Cities and states across the country are facing a conundrum: They are desperate for cash because of the ravages of the COVID-19 recession. Rich people are pretty much the only ones who have any, because of both the recession and the yawning inequality that long predated it. But if cities and states raise taxes on the 1 percent, they worry that rich families might simply leave, no longer bound to their offices or their children’s schools. The conundrum is real, and the solution is easy enough: Let the federal government help states and cities circumvent the whole issue.
The pandemic recession has battered local coffers, causing revenue losses of an estimated $155 billion in 2020 and $167 billion in 2021, about 6 percent of local revenue. New York alone is projecting a $59 billion shortfall through 2022. The federal government could easily finance those kinds of deficits by issuing bonds. But doing so is harder for local governments, which generally have to keep their budgets balanced and often have limits on their borrowing. When big recessions hit, and the COVID-19 recession is a huge one, many of them have no choice but to raise revenue or cut services.
The latter is already happening, despite the fact that schools, child-care operators, and health systems need more money, not less. States and localities have laid off 1 million workers and engaged in extensive furloughs. Connecticut’s governor, Ned Lamont, has asked agencies to identify cuts worth at least 10 percent. For Wyoming, the total is 30 percent; the state is dealing with a collapse in income related to oil-and-gas extraction too. “The cuts we’ve talked about here are getting close to the bone,” Wyoming Governor Mark Gordon told reporters earlier this year. “In some cases, we really are talking about the bone.” (The situation in Wyoming, by the way, proves that this is not simply a blue-state problem, as Republicans in the Senate like to claim.)

Source data:
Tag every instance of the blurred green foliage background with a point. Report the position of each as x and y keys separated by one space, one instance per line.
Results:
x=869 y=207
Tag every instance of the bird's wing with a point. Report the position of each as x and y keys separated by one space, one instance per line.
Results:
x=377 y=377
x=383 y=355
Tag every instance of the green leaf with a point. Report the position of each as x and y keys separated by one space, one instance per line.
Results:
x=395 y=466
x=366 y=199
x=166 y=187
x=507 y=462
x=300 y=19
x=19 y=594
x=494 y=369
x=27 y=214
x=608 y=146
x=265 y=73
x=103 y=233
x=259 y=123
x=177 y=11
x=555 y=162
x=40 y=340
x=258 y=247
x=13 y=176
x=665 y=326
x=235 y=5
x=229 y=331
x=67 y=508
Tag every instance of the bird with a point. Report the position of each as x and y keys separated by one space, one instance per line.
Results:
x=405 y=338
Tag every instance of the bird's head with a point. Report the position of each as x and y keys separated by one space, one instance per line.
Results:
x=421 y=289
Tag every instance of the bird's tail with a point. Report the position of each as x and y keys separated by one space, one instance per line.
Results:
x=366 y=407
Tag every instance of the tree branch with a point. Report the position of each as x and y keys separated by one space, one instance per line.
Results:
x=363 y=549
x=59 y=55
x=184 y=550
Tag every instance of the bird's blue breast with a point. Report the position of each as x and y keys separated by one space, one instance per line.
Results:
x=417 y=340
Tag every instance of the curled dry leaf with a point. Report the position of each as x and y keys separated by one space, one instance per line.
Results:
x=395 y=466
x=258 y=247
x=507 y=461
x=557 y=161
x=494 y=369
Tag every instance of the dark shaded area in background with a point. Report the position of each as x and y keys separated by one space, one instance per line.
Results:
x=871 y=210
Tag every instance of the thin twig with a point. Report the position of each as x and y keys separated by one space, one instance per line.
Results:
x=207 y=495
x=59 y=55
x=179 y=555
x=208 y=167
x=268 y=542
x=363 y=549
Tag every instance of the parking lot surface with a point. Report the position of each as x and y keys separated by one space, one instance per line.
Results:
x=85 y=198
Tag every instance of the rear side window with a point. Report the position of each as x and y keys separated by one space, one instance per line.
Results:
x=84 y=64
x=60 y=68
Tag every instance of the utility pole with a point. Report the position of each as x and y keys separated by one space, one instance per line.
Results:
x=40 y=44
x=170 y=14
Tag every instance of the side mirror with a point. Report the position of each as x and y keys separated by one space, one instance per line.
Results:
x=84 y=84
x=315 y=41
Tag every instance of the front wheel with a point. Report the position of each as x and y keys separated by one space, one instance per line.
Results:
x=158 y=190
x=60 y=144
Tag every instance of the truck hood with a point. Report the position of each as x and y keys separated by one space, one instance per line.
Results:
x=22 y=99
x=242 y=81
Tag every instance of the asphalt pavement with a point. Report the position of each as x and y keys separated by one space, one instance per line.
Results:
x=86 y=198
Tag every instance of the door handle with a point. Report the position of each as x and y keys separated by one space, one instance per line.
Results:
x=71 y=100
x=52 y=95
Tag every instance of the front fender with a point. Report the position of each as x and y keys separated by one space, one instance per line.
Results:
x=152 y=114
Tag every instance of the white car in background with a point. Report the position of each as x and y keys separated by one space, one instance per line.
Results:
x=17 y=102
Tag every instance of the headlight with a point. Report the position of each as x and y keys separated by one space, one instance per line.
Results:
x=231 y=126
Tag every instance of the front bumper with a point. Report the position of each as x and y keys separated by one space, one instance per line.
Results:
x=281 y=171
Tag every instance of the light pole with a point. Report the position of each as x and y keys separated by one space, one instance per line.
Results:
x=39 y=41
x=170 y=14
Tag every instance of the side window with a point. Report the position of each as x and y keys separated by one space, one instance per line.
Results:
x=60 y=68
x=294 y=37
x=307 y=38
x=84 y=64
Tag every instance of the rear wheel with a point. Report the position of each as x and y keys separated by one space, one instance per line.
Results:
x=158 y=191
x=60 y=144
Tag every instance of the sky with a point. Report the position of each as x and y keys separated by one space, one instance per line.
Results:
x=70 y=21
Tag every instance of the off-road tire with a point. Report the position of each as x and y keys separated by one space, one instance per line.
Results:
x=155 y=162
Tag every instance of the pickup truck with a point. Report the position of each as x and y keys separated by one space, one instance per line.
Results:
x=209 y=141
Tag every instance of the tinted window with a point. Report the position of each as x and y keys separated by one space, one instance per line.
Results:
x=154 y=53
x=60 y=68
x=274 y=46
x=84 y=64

To do:
In the text on city and state budgets during the COVID-19 recession, what shortfall is New York projecting through 2022?

Exercise output:
$59 billion